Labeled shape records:
_ _ _ _ _ _ _
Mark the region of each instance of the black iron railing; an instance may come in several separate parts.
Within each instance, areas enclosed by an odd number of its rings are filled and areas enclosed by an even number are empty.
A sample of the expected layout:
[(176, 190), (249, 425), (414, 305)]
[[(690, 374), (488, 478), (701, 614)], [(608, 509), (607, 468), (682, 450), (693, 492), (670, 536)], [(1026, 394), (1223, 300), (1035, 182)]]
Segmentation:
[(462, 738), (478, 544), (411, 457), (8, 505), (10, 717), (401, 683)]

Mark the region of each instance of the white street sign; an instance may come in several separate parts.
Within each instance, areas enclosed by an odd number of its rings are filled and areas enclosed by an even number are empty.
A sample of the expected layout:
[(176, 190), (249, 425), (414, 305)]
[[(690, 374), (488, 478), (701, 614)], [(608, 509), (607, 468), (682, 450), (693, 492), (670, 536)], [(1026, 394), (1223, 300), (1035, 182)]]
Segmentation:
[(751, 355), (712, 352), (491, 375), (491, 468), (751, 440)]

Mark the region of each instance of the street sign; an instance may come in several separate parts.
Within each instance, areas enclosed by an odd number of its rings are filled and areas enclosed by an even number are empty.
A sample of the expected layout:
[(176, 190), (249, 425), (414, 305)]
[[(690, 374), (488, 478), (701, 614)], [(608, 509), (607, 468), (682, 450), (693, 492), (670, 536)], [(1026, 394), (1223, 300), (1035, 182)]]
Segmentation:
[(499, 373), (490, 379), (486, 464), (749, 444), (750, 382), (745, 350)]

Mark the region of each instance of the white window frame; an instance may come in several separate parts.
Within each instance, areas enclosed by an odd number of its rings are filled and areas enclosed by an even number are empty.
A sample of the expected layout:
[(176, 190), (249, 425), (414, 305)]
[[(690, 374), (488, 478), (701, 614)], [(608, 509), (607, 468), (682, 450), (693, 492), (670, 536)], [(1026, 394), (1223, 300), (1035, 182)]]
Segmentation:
_ _ _ _ _ _ _
Short exercise:
Format the material above as a JSON array of strings, with one string for each line and blank lines omitted.

Correct response:
[
  "Mark the region of each instance of the black iron railing; an instance may come in several separate parts.",
  "Within each instance, areas enclosed by an odd number of its rings are filled and areas enclosed by an even number are empty.",
  "A sample of the expected layout:",
  "[(176, 190), (249, 425), (414, 305)]",
  "[[(690, 374), (488, 478), (701, 614)], [(608, 509), (607, 468), (682, 450), (693, 492), (670, 536)], [(1026, 394), (1223, 300), (1035, 182)]]",
  "Segmentation:",
  "[(462, 738), (478, 544), (411, 457), (8, 505), (10, 717), (401, 683)]",
  "Mark the region of each instance of the white street sign; an instance may come in several separate parts.",
  "Within each instance, areas enclosed by an odd number of its rings are filled and areas enclosed by an even number are empty.",
  "A sample of the expected layout:",
  "[(176, 190), (249, 425), (414, 305)]",
  "[[(690, 374), (488, 478), (701, 614)], [(608, 509), (607, 468), (682, 450), (693, 492), (670, 536)], [(1026, 394), (1223, 300), (1035, 182)]]",
  "Segmentation:",
  "[(751, 355), (712, 352), (491, 375), (491, 468), (751, 440)]",
  "Mark the region of each instance of the street sign; an instance may come in several separate parts.",
  "Within each instance, areas enclosed by an odd number of its rings are filled and areas enclosed by an even number are empty.",
  "A sample of the expected layout:",
  "[(176, 190), (249, 425), (414, 305)]",
  "[[(690, 374), (488, 478), (701, 614)], [(608, 509), (607, 468), (682, 450), (693, 492), (670, 536)], [(1026, 394), (1223, 300), (1035, 182)]]",
  "Segmentation:",
  "[(499, 373), (490, 379), (486, 464), (749, 444), (750, 382), (745, 350)]",
  "Mark the region of each instance of the white window frame; an instance may come in several separate parts.",
  "Within each instance, areas enclosed by an odd number of its rings are filled and areas enclosed by an even number are empty.",
  "A sample of the expected layout:",
  "[(176, 190), (249, 425), (414, 305)]",
  "[[(690, 374), (488, 478), (701, 614)], [(608, 509), (607, 468), (682, 450), (693, 492), (670, 536)], [(1026, 394), (1223, 300), (1035, 182)]]",
  "Segmentation:"
]